▶ Exercise description: Output the listing below, all of it, exactly as given.

[Opening Material shown section]

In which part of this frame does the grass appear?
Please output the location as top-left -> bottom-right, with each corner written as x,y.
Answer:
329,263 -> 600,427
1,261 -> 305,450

[Closing Material shown section]

▶ Written solution:
In which part of this frame does the grass appear?
Please output the location as top-left -> bottom-right, with each corner written as x,y.
Answer:
329,263 -> 600,427
1,261 -> 305,450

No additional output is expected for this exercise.